### Article
===

Montanans care deeply about the well being of their families and communities. They want a hopeful and prosperous future for their children and neighbors, safe communities, and a strong state economy that supports quality jobs and thriving businesses. As Montanans, we have come together at many pivotal moments in our state’s history to collectively build toward these goals. Together, we have considered not only what we can afford to accomplish today, but also the investments we must make to protect our future.

During Montana’s 2017 legislative session, elected officials should be focused on wisely increasing and using the state’s resources to help build opportunities and a path to prosperity for all Montanans through the budget creation process. A recent, but short-term, decline in state revenue, caused primarily by declines in corporate income and oil and natural gas taxes and slower than anticipated growth in individual income taxes, has created significant challenges for the state’s elected officials.

The proposed executive budget creates a responsible blueprint for addressing these challenges through a balanced approach that includes a combination of difficult cuts and targeted revenue enhancers that bring more tax fairness to our system and ensure adequate levels of revenue. Unfortunately, key legislative leaders have indicated a dangerous unwillingness to accept this balanced approach and have instead started the budget process by imposing additional deep, unnecessary, and harmful cuts.[1]

Declining Revenue and What It Means for the 2019 Biennium Budget

Recent revenue declines are threatening Montana’s ability to adequately invest in the public structures and services that educate our children, keep our communities safe, protect our land and water, and provide health care and other services when Montanans struggle to make ends meet. Revenue for the current 2017 biennium is expected to be roughly $300 million lower than the 2015 Legislature anticipated. At the conclusion of the 2017 budget cycle, the ending general fund balance is expected to be $79 million, or $236 million less than was projected in 2015.[2] In general, that reduction must be made up with some combination of budget cuts, revenue enhancers, or fund transfers.

===

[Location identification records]
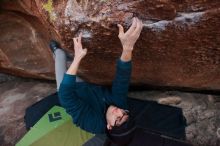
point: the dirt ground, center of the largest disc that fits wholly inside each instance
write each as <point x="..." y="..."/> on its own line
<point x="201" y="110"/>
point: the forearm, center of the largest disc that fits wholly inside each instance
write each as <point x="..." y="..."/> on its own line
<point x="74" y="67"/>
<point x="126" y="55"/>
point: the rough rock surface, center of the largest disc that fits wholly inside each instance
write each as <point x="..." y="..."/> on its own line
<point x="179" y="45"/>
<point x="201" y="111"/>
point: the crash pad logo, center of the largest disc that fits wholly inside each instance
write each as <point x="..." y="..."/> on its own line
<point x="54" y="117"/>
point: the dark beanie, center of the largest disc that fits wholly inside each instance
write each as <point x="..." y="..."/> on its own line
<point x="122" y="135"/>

===

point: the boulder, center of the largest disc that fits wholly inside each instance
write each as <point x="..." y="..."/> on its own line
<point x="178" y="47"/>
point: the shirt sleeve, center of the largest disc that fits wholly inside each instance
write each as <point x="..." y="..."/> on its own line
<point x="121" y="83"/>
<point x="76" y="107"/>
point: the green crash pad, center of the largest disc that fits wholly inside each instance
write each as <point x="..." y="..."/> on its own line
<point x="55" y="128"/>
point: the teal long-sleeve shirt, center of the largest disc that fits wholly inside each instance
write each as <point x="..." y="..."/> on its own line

===

### What you will do
(a) Answer these questions using the text on Montana's budget.
(i) What primarily caused the recent decline in state revenue?
(ii) By roughly how much is revenue for the 2017 biennium expected to fall short of what the 2015 Legislature anticipated?
(iii) What ending general fund balance is expected at the conclusion of the 2017 budget cycle?
(b) From the text on Montana's budget, output the passage starting at "During Montana’s 2017" and ending at "state’s elected officials.".

### Solutions to the tasks
(a)
(i) Declines in corporate income and oil and natural gas taxes, and slower than anticipated growth in individual income taxes.
(ii) Roughly $300 million.
(iii) $79 million.

(b)
During Montana’s 2017 legislative session, elected officials should be focused on wisely increasing and using the state’s resources to help build opportunities and a path to prosperity for all Montanans through the budget creation process. A recent, but short-term, decline in state revenue, caused primarily by declines in corporate income and oil and natural gas taxes and slower than anticipated growth in individual income taxes, has created significant challenges for the state’s elected officials.